-- BEGIN Extracted records --
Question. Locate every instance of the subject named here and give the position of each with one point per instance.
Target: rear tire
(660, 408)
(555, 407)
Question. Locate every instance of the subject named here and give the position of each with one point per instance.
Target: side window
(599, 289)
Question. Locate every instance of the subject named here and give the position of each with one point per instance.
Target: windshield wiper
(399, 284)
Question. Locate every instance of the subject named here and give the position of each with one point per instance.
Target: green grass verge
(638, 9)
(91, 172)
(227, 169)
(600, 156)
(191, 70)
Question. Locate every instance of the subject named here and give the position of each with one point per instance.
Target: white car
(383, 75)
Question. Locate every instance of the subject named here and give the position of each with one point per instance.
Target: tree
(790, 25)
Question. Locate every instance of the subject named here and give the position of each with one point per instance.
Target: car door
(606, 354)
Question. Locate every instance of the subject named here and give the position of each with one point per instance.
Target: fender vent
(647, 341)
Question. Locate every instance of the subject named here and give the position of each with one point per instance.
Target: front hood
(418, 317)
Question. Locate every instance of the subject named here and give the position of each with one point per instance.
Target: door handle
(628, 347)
-- END Extracted records --
→ **What this task involves**: Transcribe every record above exactly as it appears.

→ **Problem solution**:
Question. Locate every instance of the subject named here and give the position of each with one point per instance.
Target: rear tire
(660, 408)
(555, 407)
Question. Locate every instance of the subject named here and give the position of each with one point per instance.
Target: side window
(599, 289)
Question. Locate every instance of the subject named here and give the position of each with one point per instance.
Target: windshield wiper
(399, 284)
Question. Locate every instance of the subject named here and give the position of each with one point per instance.
Target: green grass verge
(638, 9)
(91, 172)
(227, 169)
(600, 156)
(191, 70)
Question. Locate every instance of the subject named here and give the position of each with one point per instance.
Target: white car
(383, 75)
Question. Locate every instance of the subject named here and give the position of each with one point per instance.
Target: tree
(790, 25)
Question. Locate every instance of the subject named here and give the position of each with one point per instance.
Target: car door
(606, 354)
Question. Locate every instance of the subject named here and give the position of each with one point per instance.
Target: fender vent
(647, 341)
Question. Locate every instance of the subject named here and give the position of each with one point per instance.
Target: front hood
(418, 317)
Question. Locate every instance of the subject named here and give the position of each with one point per instance.
Target: door handle
(628, 347)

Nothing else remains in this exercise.